Which lines of the listing contain the word "cloud"? Pick out each of them and copy it in full.

***** DATASET RECORDS *****

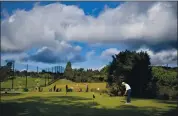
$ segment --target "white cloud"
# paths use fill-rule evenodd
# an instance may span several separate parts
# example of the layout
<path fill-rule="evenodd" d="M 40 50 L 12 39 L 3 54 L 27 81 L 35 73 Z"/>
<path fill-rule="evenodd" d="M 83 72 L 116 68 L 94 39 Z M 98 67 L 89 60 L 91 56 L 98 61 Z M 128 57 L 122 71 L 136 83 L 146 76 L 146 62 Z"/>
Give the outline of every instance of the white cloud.
<path fill-rule="evenodd" d="M 117 8 L 107 7 L 96 18 L 74 5 L 37 4 L 30 11 L 17 10 L 2 21 L 1 47 L 6 52 L 60 47 L 56 40 L 157 44 L 176 41 L 176 24 L 174 2 L 126 2 Z"/>
<path fill-rule="evenodd" d="M 65 63 L 71 62 L 82 62 L 85 61 L 85 57 L 81 56 L 82 47 L 72 46 L 65 41 L 56 41 L 56 47 L 43 46 L 39 48 L 34 54 L 26 53 L 14 53 L 5 54 L 2 59 L 13 59 L 18 62 L 23 61 L 35 61 L 43 63 Z"/>
<path fill-rule="evenodd" d="M 145 51 L 149 54 L 152 65 L 166 65 L 166 64 L 175 65 L 177 64 L 177 50 L 176 49 L 162 50 L 157 53 L 151 51 L 148 48 L 140 48 L 137 50 L 137 52 L 140 52 L 140 51 Z"/>
<path fill-rule="evenodd" d="M 117 48 L 109 48 L 101 53 L 101 58 L 111 59 L 112 55 L 118 54 L 120 51 Z"/>
<path fill-rule="evenodd" d="M 90 58 L 91 58 L 92 56 L 94 56 L 94 55 L 95 55 L 95 51 L 92 50 L 92 51 L 87 52 L 86 57 L 87 57 L 88 59 L 90 59 Z"/>

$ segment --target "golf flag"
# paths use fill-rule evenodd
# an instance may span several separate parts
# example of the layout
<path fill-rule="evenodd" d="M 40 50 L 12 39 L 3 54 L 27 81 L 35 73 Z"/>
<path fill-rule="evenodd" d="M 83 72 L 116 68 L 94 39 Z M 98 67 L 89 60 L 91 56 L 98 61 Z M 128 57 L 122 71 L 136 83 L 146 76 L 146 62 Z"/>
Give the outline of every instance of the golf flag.
<path fill-rule="evenodd" d="M 95 99 L 95 95 L 93 94 L 93 99 Z"/>

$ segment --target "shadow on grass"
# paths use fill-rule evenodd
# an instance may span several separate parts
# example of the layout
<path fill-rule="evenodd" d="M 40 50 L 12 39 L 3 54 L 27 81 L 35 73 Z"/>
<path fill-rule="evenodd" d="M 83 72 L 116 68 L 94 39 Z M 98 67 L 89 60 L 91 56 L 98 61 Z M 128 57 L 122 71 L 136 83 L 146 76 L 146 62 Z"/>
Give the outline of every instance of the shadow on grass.
<path fill-rule="evenodd" d="M 154 107 L 122 105 L 114 109 L 96 108 L 90 98 L 74 96 L 27 97 L 3 102 L 1 116 L 177 116 L 176 110 L 159 112 Z"/>
<path fill-rule="evenodd" d="M 20 92 L 11 92 L 11 93 L 1 93 L 1 96 L 19 96 L 20 94 L 22 94 L 22 93 L 20 93 Z"/>

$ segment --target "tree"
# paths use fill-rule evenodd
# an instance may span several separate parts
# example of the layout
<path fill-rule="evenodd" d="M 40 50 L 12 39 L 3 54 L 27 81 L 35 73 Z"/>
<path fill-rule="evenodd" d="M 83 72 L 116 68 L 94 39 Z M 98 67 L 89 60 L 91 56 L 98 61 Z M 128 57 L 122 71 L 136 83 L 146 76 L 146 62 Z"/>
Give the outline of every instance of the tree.
<path fill-rule="evenodd" d="M 67 65 L 64 71 L 64 76 L 66 79 L 73 80 L 74 74 L 73 74 L 71 62 L 67 62 Z"/>
<path fill-rule="evenodd" d="M 123 51 L 113 56 L 110 63 L 108 85 L 115 88 L 111 92 L 115 94 L 122 91 L 121 82 L 125 81 L 132 87 L 132 95 L 146 95 L 149 81 L 151 80 L 150 58 L 145 52 Z M 115 87 L 113 87 L 115 86 Z"/>

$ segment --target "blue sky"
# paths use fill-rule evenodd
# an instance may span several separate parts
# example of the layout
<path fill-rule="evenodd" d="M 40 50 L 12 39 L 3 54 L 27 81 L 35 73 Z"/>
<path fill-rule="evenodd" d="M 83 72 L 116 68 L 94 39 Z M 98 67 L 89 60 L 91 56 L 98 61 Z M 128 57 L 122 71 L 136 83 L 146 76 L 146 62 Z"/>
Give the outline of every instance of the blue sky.
<path fill-rule="evenodd" d="M 147 51 L 152 64 L 176 65 L 176 27 L 166 24 L 177 20 L 174 10 L 169 2 L 2 2 L 2 59 L 16 60 L 19 70 L 27 63 L 30 70 L 65 67 L 67 61 L 100 69 L 129 49 Z"/>

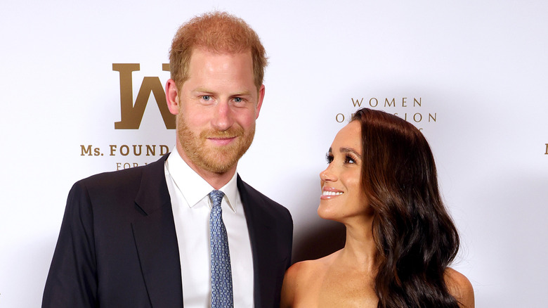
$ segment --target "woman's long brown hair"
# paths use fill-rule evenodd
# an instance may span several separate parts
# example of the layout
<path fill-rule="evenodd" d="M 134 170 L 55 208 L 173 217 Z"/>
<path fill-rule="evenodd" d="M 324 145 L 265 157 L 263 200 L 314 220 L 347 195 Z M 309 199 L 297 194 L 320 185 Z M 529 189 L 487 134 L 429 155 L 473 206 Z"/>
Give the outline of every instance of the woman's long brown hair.
<path fill-rule="evenodd" d="M 362 181 L 374 210 L 379 308 L 458 307 L 444 273 L 459 236 L 441 200 L 433 156 L 410 123 L 363 108 Z"/>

*****

FULL ANSWER
$ segment --target "white cloud"
Give the outline of every instance of the white cloud.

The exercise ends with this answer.